AIM:
Can you reproduce the records from the very start up to and including the line containing "x=204, y=168", requests and all, but with every x and y coordinate in the answers increased by 18?

MATERIAL FOR THE TASK:

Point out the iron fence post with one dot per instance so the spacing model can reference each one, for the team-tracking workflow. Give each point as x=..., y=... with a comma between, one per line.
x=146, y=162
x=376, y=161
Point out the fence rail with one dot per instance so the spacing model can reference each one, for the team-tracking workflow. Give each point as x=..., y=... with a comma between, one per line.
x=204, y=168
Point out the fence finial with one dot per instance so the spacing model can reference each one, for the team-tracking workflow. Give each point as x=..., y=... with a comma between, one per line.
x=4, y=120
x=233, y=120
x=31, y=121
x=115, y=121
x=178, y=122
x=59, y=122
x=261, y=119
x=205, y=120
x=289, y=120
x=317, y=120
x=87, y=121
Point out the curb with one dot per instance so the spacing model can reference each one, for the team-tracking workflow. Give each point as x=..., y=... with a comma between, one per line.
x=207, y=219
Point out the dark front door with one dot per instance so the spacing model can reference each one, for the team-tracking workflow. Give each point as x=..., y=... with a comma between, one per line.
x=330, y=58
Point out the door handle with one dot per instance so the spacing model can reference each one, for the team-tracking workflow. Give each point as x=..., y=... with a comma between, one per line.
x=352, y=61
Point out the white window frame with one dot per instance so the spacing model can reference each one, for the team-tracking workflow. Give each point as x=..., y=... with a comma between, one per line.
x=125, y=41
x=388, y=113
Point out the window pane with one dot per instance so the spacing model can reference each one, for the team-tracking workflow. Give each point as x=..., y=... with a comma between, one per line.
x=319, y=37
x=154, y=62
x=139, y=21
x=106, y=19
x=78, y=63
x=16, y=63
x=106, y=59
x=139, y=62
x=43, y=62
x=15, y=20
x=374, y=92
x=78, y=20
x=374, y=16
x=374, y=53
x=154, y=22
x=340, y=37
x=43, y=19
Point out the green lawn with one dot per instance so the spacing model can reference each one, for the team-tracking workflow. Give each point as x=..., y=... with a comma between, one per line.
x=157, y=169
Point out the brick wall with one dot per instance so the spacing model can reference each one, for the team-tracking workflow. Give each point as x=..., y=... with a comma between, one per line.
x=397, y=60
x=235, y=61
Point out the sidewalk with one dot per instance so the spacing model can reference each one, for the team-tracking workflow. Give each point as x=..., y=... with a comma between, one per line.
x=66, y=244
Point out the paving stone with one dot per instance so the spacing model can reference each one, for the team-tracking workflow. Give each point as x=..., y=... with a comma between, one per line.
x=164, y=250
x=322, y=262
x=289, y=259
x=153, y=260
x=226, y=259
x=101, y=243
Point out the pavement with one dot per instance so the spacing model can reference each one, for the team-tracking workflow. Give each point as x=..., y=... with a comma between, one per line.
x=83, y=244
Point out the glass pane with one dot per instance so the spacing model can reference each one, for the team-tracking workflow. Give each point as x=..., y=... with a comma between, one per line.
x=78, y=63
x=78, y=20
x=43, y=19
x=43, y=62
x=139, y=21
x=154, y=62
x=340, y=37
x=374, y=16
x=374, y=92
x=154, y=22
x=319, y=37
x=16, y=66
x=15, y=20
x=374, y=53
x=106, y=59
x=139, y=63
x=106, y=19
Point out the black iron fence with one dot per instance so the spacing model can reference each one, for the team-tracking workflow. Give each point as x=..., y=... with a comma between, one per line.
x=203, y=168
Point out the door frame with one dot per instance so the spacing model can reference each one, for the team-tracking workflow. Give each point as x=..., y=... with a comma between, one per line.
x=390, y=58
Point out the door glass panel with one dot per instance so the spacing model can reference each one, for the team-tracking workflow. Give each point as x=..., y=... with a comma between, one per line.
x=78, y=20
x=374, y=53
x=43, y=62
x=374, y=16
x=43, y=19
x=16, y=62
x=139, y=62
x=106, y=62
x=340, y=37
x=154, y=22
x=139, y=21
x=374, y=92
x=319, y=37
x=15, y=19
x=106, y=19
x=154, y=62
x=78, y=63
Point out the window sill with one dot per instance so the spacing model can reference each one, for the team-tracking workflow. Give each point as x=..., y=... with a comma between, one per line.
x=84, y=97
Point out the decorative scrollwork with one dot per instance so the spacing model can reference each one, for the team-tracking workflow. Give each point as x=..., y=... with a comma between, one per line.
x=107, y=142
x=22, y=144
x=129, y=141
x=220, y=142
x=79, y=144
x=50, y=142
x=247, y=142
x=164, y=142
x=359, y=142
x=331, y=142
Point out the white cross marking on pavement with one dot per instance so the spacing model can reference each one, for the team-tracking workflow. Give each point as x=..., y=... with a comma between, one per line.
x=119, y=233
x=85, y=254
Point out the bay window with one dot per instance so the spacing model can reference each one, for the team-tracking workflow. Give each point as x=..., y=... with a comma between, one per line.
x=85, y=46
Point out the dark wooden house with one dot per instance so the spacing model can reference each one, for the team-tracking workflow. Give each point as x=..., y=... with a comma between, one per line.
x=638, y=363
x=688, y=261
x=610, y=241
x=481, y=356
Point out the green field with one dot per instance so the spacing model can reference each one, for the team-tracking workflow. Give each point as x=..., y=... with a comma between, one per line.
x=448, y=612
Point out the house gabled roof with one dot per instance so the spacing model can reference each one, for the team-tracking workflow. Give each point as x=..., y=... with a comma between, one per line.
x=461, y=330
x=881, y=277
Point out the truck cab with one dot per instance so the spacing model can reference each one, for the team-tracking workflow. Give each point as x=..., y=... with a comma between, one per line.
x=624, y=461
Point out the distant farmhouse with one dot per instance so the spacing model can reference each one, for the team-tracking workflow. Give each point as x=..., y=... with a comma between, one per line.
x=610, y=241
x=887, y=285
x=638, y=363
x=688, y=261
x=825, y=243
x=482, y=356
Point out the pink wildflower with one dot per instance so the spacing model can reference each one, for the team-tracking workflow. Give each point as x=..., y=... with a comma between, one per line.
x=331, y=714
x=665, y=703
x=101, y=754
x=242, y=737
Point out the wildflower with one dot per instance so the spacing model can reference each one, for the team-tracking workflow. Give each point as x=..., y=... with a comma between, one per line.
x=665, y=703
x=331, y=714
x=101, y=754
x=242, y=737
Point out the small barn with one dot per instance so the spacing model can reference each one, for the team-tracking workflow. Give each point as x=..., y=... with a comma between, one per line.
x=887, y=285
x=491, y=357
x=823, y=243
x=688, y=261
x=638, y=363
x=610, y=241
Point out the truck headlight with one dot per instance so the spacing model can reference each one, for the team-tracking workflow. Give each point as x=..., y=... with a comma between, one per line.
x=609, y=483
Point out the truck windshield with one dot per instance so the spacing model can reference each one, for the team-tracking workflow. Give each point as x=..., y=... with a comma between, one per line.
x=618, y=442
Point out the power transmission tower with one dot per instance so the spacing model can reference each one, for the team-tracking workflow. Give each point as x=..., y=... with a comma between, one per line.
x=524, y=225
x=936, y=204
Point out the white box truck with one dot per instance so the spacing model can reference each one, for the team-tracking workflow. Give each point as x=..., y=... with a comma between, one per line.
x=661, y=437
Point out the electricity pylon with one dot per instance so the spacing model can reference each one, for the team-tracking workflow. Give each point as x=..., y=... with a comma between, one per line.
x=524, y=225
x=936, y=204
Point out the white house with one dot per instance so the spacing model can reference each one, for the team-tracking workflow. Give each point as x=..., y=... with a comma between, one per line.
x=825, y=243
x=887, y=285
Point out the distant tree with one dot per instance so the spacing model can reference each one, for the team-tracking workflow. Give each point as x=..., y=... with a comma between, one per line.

SOLUTION TO THIS PROBLEM:
Point out the iron fence post with one dot per instance so the spacing model can reference each one, for the team-tracking workflow. Give each point as x=..., y=... with a comma between, one per line.
x=164, y=180
x=394, y=179
Point out the fence rail with one dot per instance so the spacing model can reference each one, for the team-tracking workflow. Give each point as x=..., y=... with a comma between, one per line.
x=222, y=186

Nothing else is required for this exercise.